Look below for the line containing "shadow. Do not add anything beyond the points.". Output it and each remaining line of the entries exactly, and nothing else.

#### [Source material]
•••

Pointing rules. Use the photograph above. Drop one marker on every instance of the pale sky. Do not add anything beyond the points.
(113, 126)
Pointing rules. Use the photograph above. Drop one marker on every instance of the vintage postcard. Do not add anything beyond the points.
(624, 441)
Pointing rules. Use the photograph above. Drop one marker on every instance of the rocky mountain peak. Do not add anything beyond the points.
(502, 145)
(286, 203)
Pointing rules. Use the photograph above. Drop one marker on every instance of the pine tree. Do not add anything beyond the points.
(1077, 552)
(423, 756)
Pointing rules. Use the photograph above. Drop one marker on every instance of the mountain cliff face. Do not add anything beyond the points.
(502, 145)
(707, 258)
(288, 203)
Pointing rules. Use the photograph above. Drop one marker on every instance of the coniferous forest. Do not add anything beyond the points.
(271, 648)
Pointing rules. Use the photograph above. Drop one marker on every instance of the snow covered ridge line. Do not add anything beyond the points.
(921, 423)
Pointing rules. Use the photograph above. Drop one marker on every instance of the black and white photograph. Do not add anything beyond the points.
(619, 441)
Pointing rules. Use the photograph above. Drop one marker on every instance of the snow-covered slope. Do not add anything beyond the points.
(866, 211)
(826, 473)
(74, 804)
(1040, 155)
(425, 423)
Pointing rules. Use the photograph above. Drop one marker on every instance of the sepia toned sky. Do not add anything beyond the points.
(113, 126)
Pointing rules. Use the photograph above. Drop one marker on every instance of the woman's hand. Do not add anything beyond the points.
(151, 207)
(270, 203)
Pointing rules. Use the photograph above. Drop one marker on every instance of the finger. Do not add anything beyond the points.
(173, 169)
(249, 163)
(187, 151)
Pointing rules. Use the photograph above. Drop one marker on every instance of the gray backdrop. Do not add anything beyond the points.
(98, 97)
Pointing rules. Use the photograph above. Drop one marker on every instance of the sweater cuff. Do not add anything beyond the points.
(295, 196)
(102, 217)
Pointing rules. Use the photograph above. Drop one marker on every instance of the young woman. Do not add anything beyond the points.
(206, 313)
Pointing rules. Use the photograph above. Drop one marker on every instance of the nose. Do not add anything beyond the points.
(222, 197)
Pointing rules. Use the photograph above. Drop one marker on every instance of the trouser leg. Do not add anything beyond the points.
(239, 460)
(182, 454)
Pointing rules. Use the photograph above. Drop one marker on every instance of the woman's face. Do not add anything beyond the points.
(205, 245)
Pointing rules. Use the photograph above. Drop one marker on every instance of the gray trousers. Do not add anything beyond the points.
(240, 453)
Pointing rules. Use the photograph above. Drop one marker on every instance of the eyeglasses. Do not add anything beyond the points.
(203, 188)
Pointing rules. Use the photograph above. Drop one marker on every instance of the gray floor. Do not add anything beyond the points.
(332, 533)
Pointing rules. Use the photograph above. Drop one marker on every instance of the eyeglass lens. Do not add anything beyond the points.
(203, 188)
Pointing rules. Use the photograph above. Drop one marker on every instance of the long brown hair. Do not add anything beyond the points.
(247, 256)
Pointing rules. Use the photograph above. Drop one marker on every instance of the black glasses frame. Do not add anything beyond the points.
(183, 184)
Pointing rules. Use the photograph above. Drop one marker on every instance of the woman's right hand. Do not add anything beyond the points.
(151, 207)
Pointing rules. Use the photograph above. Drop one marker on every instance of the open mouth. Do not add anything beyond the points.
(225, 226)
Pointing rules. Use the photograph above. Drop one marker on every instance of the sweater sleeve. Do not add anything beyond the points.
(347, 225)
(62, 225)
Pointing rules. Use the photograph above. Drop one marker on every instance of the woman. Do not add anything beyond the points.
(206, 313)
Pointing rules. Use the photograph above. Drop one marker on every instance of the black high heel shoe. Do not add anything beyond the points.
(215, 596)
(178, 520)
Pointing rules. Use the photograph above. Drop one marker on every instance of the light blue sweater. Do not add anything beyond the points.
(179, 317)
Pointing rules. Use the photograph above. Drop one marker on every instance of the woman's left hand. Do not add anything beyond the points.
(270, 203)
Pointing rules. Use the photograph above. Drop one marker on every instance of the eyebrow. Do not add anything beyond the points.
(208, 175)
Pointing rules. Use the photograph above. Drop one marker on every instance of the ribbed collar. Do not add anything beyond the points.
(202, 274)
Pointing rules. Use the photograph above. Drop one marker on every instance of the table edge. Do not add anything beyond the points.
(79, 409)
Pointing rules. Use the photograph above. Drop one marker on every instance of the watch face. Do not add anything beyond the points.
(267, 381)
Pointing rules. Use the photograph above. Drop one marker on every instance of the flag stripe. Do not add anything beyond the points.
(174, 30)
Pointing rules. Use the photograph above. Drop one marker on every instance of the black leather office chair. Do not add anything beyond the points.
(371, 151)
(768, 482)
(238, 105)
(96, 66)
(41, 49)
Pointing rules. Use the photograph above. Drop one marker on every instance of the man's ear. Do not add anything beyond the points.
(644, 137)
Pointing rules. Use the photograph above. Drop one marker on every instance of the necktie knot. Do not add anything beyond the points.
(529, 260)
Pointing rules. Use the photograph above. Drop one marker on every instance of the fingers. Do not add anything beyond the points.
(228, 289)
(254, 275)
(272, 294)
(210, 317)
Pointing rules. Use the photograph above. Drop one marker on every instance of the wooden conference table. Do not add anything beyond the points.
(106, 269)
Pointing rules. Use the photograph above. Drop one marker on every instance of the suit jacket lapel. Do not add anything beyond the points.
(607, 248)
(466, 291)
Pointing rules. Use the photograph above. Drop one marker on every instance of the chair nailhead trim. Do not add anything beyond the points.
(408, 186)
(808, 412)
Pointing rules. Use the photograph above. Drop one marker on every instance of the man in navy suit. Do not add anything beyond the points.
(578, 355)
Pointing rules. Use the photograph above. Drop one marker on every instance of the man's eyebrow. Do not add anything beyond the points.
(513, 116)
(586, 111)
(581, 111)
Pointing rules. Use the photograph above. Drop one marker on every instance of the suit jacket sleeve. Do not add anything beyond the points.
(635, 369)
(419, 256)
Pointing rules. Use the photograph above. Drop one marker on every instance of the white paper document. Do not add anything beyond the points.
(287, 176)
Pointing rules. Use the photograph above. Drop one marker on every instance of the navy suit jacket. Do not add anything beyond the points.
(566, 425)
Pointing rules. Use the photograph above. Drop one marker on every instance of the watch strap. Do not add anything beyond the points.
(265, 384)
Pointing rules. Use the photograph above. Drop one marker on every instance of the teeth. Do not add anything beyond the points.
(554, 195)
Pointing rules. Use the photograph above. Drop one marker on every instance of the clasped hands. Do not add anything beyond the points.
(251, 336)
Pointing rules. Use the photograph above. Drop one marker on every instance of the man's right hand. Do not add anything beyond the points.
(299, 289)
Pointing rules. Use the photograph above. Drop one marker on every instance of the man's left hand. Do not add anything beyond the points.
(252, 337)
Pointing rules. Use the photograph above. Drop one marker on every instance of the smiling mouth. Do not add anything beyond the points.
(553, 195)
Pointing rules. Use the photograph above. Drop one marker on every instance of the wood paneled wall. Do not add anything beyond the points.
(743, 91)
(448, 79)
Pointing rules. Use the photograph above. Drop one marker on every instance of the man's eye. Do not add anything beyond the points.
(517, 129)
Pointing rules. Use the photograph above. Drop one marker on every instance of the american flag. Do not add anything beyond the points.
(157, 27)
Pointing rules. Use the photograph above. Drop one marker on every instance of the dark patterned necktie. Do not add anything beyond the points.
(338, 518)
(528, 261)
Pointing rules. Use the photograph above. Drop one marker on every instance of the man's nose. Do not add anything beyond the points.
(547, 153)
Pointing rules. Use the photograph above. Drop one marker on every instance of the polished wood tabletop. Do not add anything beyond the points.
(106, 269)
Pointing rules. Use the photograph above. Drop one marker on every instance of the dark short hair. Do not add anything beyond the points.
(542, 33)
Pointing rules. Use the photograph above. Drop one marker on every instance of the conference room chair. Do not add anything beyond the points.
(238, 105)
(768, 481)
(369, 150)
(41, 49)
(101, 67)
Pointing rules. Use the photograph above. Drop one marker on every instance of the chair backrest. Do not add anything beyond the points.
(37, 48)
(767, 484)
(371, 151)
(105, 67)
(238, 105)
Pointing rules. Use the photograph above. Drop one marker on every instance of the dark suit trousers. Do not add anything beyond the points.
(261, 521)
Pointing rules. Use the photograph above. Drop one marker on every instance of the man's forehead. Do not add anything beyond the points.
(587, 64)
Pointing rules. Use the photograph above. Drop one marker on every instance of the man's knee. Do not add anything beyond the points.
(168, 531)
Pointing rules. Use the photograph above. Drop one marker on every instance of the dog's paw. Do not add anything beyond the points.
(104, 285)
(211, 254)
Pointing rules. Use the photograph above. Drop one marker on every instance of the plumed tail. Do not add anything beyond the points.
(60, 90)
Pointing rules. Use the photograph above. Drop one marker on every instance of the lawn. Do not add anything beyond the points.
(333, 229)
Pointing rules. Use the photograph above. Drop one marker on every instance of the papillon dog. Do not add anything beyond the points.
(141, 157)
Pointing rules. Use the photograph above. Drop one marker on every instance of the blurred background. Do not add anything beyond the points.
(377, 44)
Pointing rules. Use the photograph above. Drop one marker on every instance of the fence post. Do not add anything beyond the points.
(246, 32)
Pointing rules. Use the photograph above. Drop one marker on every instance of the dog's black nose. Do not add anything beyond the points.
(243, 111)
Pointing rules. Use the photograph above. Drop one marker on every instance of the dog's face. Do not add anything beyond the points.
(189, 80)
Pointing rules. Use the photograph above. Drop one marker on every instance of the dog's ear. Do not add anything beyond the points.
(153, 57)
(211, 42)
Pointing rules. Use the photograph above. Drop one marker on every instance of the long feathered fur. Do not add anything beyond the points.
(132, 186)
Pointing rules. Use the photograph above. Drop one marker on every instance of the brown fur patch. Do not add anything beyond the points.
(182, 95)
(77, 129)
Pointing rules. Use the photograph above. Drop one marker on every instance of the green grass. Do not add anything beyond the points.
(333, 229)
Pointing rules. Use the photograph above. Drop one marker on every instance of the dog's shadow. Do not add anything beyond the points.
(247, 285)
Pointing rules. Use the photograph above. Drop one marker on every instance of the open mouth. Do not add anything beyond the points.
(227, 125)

•••

#### [Solution to this exercise]
Pointing rules. Use the photograph above. Drop one marker on every instance of the dog's shadow. Do not add anything beyond the points.
(247, 285)
Pointing rules. Use the photograph above. Drop one marker on every instance of the open mouth. Do not add anything beyond the points.
(227, 125)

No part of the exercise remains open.